__Excerpted text__
((
Bertrand Russell tells us that the pragmatic criterion of truth can be understood in the following terms: “a belief is to be judged true insofar as the practical consequences of its adoption are good.”
This might sound familiar. Indeed, Russell’s indictment of William James’ work—which led him to this conclusion—has come to define pragmatism in the philosophical canon. And Russell’s later savage review of James made the theory the laughing stock of many in the Cambridge analytical sphere at the time, serving as a nail in the coffin of the theory for decades.
In this light, a pragmatist’s belief that Sir Frances Bacon wrote Hamlet is no less true than the claim that Shakespeare did, insofar as the consequences are good for the person doing the believing. This obvious absurdity, highlighted by Russell, was not easily overcome by Jamesians.
Yet, this is hardly the theory of truth that pragmatism’s less famous thinkers would have recognized. In fact, pragmatists such as Chauncey Wright and Charles Peirce—and even Frank Ramsey—all rejected James’ notion of truth, in agreement with Russell. This essay will focus on pragmatism’s theory of truth and inquiry as Peirce understood it Peirce’s theory, as we shall see, answers the objections raised by Russell.
Charles Sanders Peirce
Charles Sanders Peirce (1839–1914) first developed the theory of pragmatism during the 1870s, at a short-lived reading group in Cambridge, Massachusetts, known as the Metaphysical Club, and through a number of essays known as the Popular Science Monthly Series.
Peirce was, from the outset, as defiant as he was brilliant. He developed a logic of relations and quantifiers at the same time as Gottlob Frege; he discovered the Sheffer stroke two decades before Henry Maurice Sheffer; he anticipated Georg Cantor’s arguments about infinity; and he is wholly responsible for the invention of abduction. Among other accomplishments, Peirce also made landmark contributions to semiotics, metaphysics and the philosophy of mind.
))
__Dataset section__
((
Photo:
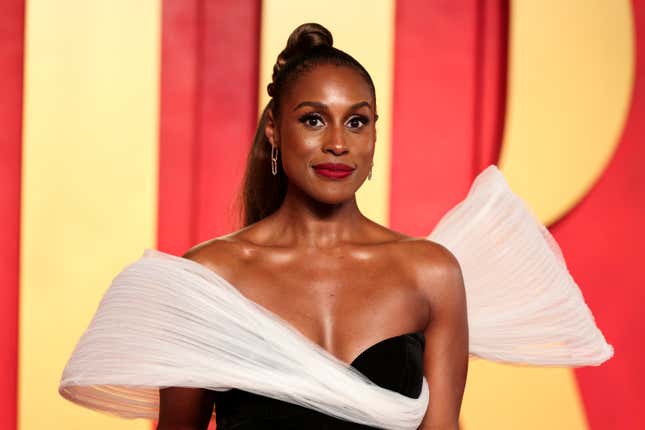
))
__Challenge A__
According to the essay on Peirce and pragmatism, in what decade did Peirce first develop the theory of pragmatism?
__Challenge B__
List every pragmatist the essay on Peirce and pragmatism names as rejecting James' notion of truth.
__Challenge C__
Carry on the essay on Peirce and pragmatism from its last sentence.

__Task answer A__
The 1870s.

__Task answer B__
Chauncey Wright, Charles Peirce, Frank Ramsey

__Task answer C__
Most of his accomplishments were not recognized during his lifetime. He was a difficult personality, never secured a permanent academic position and died penniless and hungry in a cold home with an extensive library. His published writing spans some 12,000 pages, of which most were only read and appreciated posthumously.
Peirce on Truth and Inquiry
For Peirce—and, indeed, the Metaphysical Club, one major aim was to declutter ideas regarding belief and truth. They believed that such theories ought not to be developed by armchair philosophers or involve spurious trancendalisms or psychology, but be linked to human experience and practice.
To understand this link, one must understand the so-called pragmatic maxim, which Peirce explains in the following terms: “Consider what effects, which might conceivably have practical bearings, we conceive the object of our conception to have. Then, our conception of these is the whole of our conception of the object.” This should be taken as a criterion of legitimacy such that knowledge of the meaning of an expression is exhausted by knowledge of its practical or empirical effects. Without those effects, the concept is meaningless.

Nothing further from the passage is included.